### Requirements
Copy out the lines of the data unchanged, from the line containing "Spot the concrete" through the last line of the data, and nothing else.

Raw records
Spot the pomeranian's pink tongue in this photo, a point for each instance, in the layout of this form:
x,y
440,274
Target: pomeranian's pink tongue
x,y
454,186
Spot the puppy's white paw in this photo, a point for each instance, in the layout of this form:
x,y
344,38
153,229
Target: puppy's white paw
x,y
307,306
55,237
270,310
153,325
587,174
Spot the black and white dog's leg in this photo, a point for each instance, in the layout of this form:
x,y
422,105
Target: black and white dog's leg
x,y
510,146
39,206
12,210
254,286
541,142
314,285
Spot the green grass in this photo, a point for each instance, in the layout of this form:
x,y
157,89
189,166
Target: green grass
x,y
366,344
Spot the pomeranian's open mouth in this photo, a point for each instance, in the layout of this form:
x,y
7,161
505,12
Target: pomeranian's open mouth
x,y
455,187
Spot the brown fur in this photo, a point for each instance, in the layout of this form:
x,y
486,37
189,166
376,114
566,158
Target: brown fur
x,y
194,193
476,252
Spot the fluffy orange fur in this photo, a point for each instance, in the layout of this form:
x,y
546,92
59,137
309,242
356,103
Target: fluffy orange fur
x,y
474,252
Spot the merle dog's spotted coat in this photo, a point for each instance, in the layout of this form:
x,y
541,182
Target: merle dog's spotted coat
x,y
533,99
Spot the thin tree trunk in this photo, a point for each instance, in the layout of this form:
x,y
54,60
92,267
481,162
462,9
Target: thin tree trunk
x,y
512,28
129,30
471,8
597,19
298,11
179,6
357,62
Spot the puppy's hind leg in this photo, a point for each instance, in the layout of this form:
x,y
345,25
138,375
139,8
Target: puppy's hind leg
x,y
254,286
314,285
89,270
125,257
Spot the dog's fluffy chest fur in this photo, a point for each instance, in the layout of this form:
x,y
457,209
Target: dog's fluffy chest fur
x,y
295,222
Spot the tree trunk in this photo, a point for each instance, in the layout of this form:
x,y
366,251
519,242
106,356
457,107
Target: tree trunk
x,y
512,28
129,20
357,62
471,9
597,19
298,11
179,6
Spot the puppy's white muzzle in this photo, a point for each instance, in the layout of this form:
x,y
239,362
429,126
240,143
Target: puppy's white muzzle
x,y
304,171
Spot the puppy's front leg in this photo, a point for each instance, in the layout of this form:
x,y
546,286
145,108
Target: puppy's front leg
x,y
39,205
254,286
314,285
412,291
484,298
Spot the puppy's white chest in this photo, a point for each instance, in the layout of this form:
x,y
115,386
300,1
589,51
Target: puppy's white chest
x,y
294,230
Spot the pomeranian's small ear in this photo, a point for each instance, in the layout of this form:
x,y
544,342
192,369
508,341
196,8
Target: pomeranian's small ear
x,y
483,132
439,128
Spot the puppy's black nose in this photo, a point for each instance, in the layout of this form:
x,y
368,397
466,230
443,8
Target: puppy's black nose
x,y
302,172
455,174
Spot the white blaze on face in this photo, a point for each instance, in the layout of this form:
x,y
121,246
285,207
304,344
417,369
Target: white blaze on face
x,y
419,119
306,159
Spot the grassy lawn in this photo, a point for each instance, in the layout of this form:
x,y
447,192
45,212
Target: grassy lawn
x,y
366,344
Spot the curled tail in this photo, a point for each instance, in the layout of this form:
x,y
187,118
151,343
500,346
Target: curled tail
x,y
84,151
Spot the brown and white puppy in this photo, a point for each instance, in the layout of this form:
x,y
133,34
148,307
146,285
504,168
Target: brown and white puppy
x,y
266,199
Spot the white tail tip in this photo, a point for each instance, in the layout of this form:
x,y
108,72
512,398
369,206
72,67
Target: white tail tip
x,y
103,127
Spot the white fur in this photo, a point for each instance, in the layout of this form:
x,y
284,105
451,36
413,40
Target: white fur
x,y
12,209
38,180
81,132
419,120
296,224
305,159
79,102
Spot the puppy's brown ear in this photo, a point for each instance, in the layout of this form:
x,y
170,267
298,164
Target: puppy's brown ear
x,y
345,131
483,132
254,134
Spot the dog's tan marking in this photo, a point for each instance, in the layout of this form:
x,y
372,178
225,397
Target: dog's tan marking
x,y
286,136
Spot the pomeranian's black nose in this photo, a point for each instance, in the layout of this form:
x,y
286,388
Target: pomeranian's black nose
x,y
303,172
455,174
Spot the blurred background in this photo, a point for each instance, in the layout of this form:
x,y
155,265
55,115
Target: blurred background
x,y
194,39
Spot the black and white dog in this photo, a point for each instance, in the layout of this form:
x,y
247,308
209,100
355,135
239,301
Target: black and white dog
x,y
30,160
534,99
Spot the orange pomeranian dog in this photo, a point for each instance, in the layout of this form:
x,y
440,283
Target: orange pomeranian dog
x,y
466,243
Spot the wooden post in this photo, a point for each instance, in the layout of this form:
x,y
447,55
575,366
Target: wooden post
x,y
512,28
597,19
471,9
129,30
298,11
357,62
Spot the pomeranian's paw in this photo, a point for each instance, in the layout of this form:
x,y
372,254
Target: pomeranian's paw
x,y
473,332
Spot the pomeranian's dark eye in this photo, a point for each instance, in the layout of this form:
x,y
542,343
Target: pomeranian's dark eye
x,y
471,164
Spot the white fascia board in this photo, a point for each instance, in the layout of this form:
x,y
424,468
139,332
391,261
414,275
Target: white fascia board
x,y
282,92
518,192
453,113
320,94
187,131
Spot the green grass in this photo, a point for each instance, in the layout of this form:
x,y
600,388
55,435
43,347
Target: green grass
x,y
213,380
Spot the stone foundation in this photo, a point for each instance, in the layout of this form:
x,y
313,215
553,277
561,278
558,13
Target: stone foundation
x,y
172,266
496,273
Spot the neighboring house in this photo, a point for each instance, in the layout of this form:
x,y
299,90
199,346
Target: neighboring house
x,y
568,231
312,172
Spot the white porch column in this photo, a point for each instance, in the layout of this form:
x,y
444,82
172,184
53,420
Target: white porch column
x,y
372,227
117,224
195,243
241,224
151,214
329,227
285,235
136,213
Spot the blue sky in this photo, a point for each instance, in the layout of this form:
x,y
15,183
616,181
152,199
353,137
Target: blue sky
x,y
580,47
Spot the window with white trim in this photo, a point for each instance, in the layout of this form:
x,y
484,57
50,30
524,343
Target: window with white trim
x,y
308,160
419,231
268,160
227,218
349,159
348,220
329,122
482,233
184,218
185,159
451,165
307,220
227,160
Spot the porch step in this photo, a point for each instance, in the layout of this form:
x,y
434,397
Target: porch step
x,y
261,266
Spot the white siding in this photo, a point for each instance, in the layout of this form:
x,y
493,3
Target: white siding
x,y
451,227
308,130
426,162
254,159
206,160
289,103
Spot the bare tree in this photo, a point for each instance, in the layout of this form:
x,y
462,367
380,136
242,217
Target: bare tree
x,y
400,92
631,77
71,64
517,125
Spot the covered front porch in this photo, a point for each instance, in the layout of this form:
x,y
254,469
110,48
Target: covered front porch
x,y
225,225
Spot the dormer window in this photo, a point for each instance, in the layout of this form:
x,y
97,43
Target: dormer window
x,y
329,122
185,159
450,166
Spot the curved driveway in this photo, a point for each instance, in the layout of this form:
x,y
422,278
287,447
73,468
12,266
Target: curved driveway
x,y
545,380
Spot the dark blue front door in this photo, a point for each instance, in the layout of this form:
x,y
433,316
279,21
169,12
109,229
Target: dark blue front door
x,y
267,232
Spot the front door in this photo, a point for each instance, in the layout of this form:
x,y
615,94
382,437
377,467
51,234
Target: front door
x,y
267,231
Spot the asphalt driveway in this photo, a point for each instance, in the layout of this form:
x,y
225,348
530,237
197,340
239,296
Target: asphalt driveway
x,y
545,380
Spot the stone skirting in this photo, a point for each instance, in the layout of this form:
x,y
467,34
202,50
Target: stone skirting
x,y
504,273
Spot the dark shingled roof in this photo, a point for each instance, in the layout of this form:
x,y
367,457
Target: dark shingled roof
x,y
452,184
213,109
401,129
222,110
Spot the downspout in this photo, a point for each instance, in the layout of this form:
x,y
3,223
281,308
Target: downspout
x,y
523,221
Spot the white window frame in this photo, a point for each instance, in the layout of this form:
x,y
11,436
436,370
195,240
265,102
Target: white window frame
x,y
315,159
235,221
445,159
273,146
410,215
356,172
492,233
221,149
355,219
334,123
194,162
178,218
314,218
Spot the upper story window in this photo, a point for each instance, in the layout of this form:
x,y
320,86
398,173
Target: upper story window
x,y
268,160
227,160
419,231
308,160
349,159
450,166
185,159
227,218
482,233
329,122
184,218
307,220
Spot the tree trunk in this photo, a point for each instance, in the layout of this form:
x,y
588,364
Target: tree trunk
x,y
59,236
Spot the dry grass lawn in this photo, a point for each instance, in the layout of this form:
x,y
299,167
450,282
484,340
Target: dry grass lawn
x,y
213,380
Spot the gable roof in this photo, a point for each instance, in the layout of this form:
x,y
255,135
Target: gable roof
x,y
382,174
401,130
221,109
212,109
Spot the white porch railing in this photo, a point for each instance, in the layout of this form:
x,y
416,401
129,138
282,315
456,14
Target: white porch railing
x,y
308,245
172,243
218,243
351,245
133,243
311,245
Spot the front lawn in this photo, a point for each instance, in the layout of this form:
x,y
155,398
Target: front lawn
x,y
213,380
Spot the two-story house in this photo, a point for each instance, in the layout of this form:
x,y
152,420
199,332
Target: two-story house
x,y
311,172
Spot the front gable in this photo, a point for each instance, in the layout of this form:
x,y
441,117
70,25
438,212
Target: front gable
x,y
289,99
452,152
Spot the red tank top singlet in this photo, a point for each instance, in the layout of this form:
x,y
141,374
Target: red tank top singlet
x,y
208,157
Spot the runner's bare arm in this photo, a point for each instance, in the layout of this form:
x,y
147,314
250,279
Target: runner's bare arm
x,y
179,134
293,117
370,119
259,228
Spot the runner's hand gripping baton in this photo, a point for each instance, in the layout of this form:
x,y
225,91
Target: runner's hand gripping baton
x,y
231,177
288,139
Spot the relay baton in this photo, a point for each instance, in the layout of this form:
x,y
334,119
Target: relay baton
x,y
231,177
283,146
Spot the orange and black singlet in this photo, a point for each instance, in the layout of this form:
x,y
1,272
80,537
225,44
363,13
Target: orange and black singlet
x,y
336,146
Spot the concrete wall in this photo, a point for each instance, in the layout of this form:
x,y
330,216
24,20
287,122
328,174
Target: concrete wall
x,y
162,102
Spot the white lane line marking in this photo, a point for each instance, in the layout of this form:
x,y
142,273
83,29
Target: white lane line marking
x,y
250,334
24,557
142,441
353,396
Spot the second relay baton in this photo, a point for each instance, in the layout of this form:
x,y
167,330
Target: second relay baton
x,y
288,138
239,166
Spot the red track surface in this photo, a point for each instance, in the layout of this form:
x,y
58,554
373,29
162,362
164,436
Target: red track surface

### Correct response
Spot the concrete wall in this photo, a point for each instance, in the layout of this form:
x,y
330,216
24,20
287,122
328,174
Target: concrete wall
x,y
162,102
Spot the white lane line marking in this photo, a point for each instance, in the layout of this form:
x,y
142,273
83,29
Target: white lane line marking
x,y
250,334
24,557
142,441
353,396
Spot the second relay baton in this photo, a point for each instance, in the layout of this form:
x,y
167,330
Target: second relay baton
x,y
288,138
239,166
Spot the red track surface in this photo, a point for each instance, in the layout of this form:
x,y
58,554
373,29
162,362
164,436
Target: red track surface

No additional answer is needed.